Given text:
I started this evening pondering why the Kansas City Royals offense has been so punchless the last few years and why nothing seems to change. New batting stances, a new spot in the lineup, a new approach; it just always seems like nothing really does the trick for these guys. As I was writing all of this out on the Twitter, the Royals offense exploded for eight runs off the Cleveland Indians. Yes, the superstitious part of me wanted to say it was because they wanted to prove me wrong. But the truth was they were facing a pitcher with great stuff but lots of issues in Danny Salazar. Let’s just call him Cleveland’s Hiram Davies. But while watching the Royals offense show what they are capable of, I realized something. It’s the battle that every fan encounters from time to time. I was letting my heart run the show instead of my brain.
For example, two of my favorite Royals are Mike Moustakas and Alcides Escobar. I’m a sucker for the above average defender, and for the most part these two fit the bill. But both struggled mightily(at least offensively) in 2013 and there was no guarantee they would bounce back this year. I kept saying I thought there was a good chance they would, or at least be better than they were last year. I know, neither could have been much worse. But I was saying that just as much because I wanted it to be true as much as I really thought it would happen. Both got off to horrendous starts(they were the last two Royals regulars to get hits this year)and it was hard not to think that we were going to see a repeat of 2013. But then Esky got a hit, and he hasn’t stopped hitting since. Moose would be the last to get a hit, and despite him still hitting .138(and holding an OPS of .531), I held out hope. Part of it was his approach at the plate; Moose already has six walks on the year and has looked way more patient than I can ever remember him. But the other part was my heart wanting him to improve and be a vital cog in the Royals machine. I’ve been rewarded this week with home runs in three straight games for the man we call Moose. Obviously when it comes to some players, your heart as a fan wins out over what your brain tells you to feel.

[Referring expression pointing data]
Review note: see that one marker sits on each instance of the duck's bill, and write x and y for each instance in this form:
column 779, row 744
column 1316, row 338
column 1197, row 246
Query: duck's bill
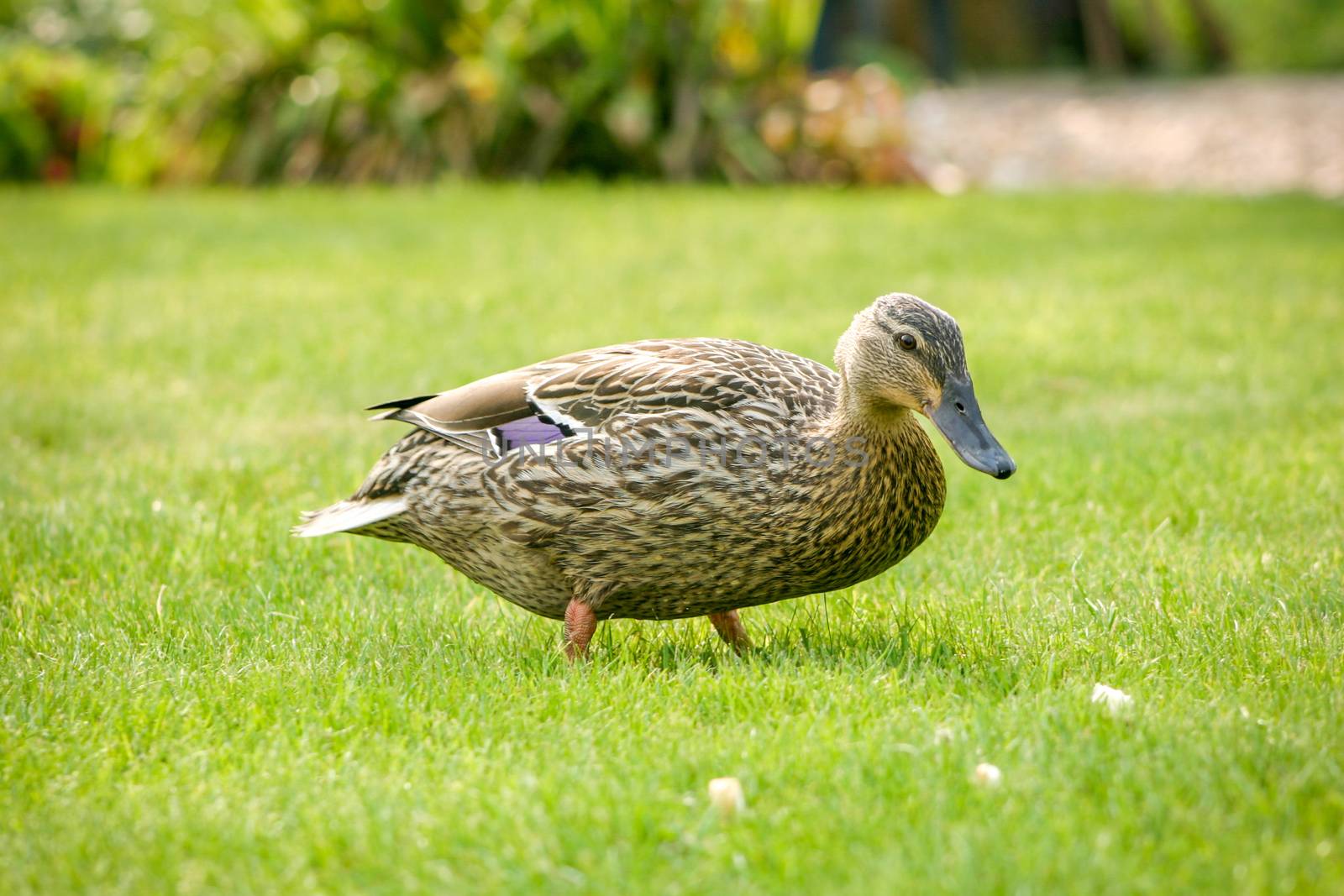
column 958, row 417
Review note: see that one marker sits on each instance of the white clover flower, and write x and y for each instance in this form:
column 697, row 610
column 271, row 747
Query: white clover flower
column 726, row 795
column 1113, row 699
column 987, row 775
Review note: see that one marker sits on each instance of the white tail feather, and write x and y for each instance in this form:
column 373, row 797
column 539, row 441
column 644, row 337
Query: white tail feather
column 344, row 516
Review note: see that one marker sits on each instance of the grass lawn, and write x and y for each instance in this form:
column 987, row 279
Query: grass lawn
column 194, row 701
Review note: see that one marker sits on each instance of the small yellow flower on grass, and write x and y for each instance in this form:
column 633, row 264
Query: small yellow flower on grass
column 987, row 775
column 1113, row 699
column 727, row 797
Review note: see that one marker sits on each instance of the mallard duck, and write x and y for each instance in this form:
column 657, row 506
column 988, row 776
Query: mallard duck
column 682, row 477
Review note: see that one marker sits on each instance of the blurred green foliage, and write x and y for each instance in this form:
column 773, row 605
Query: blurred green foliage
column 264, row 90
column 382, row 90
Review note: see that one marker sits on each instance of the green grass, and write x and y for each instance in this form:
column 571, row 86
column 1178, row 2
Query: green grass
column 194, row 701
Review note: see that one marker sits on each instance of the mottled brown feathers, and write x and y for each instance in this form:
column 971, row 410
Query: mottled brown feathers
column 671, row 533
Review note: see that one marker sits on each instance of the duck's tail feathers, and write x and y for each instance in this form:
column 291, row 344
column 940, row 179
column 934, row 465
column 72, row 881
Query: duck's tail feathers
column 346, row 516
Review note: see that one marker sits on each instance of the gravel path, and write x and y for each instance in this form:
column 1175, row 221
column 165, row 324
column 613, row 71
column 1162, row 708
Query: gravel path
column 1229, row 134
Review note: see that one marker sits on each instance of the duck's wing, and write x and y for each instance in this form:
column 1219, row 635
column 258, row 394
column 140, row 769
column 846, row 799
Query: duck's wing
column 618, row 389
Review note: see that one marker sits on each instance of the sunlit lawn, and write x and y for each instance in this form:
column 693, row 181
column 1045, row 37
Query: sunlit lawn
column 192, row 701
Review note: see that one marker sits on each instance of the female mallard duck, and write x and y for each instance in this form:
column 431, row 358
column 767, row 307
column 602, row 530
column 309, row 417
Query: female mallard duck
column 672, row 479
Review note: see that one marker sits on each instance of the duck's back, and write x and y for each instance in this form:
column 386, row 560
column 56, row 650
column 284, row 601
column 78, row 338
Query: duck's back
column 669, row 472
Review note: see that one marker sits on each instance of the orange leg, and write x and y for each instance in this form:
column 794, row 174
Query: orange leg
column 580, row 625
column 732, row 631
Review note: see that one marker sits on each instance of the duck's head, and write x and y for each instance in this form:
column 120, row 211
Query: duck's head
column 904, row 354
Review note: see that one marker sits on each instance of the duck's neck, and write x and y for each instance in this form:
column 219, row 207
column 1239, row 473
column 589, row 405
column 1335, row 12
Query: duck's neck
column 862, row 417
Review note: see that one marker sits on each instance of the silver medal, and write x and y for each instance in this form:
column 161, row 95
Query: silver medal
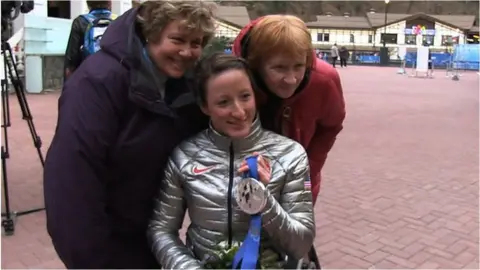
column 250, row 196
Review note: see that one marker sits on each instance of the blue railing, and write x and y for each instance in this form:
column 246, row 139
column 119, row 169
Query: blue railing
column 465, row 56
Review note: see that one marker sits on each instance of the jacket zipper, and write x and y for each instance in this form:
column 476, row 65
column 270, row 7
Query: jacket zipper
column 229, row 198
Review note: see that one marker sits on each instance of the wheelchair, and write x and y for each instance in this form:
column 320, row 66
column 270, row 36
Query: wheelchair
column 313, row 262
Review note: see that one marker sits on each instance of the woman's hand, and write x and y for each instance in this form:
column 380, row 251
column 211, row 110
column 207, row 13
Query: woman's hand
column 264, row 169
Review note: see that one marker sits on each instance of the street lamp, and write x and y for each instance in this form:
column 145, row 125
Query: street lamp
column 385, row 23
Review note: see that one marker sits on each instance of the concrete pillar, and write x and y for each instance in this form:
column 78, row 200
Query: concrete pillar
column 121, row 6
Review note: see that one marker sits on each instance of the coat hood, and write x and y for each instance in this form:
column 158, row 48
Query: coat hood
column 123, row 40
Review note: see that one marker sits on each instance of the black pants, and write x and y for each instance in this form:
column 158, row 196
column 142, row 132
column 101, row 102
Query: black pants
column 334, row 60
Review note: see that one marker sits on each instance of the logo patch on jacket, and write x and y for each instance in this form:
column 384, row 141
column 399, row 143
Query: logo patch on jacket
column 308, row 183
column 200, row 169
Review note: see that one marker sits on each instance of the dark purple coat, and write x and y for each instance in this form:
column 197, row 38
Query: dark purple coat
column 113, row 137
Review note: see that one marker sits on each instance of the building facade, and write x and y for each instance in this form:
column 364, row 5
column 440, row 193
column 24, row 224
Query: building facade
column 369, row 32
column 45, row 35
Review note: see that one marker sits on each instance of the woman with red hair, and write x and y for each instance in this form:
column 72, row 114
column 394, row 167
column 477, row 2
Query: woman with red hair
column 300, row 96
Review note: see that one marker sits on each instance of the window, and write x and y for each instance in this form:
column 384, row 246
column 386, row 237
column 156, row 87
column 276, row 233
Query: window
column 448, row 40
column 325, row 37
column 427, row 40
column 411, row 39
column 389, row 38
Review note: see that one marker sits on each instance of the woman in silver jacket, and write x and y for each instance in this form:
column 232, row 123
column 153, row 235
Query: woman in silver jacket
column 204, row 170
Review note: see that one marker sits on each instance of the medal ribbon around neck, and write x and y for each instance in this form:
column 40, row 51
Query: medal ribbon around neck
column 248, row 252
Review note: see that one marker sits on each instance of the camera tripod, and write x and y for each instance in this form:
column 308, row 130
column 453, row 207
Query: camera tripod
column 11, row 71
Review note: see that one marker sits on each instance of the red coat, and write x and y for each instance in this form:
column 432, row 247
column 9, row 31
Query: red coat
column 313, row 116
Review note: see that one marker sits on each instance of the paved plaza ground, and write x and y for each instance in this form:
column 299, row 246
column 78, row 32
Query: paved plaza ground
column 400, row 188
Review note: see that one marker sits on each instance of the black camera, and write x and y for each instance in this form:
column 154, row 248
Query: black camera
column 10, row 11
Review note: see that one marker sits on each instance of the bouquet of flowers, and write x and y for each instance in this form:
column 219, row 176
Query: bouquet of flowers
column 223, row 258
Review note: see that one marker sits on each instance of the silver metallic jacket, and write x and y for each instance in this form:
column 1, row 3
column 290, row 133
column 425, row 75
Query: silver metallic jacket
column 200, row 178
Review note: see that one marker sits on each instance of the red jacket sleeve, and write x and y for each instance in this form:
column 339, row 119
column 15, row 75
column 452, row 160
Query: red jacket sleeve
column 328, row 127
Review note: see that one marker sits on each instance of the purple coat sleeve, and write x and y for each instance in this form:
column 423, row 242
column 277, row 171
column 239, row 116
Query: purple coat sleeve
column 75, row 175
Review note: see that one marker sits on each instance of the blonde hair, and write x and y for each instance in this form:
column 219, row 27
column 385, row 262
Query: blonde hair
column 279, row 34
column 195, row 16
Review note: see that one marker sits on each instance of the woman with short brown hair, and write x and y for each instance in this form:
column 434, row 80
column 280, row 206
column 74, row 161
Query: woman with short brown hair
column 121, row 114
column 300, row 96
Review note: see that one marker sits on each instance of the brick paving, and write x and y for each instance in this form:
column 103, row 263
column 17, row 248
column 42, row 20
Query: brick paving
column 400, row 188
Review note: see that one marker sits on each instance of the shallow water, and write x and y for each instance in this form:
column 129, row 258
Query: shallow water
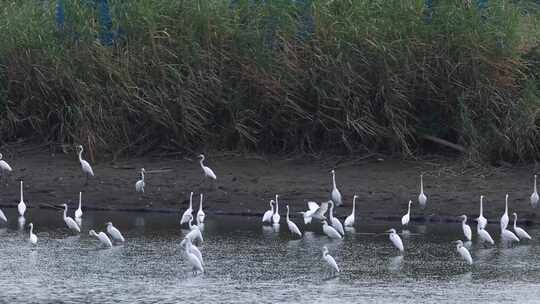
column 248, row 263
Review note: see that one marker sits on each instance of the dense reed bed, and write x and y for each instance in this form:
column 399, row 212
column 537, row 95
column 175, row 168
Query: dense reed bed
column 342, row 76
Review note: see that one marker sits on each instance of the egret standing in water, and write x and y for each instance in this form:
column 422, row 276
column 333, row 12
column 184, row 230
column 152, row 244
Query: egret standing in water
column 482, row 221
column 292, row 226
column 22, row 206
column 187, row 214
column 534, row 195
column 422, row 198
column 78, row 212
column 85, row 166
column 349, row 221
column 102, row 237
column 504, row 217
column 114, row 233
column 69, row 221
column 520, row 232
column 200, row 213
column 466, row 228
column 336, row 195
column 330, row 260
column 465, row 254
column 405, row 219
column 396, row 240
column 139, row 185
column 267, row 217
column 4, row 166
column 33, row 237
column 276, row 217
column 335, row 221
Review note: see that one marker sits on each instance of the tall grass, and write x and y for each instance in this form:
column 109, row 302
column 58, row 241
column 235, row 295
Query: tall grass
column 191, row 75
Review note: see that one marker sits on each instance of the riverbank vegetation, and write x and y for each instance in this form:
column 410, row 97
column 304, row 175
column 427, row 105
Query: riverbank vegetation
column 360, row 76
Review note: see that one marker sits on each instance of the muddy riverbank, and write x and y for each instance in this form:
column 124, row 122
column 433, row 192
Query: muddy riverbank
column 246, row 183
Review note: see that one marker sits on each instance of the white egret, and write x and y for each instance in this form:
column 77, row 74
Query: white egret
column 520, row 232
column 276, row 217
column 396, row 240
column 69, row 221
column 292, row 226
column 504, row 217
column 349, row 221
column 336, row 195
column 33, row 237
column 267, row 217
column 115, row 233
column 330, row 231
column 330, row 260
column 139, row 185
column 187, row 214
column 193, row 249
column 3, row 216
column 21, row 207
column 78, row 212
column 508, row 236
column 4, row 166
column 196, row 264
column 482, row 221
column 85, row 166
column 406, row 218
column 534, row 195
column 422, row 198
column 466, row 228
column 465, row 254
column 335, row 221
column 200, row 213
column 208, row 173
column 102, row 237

Required action: Can you transcribe the Royals offense post word for word, from the passage that opens with "I started this" through the words that close it, "of my brain."?

Result of the exercise:
I started this evening pondering why the Kansas City Royals offense has been so punchless the last few years and why nothing seems to change. New batting stances, a new spot in the lineup, a new approach; it just always seems like nothing really does the trick for these guys. As I was writing all of this out on the Twitter, the Royals offense exploded for eight runs off the Cleveland Indians. Yes, the superstitious part of me wanted to say it was because they wanted to prove me wrong. But the truth was they were facing a pitcher with great stuff but lots of issues in Danny Salazar. Let’s just call him Cleveland’s Hiram Davies. But while watching the Royals offense show what they are capable of, I realized something. It’s the battle that every fan encounters from time to time. I was letting my heart run the show instead of my brain.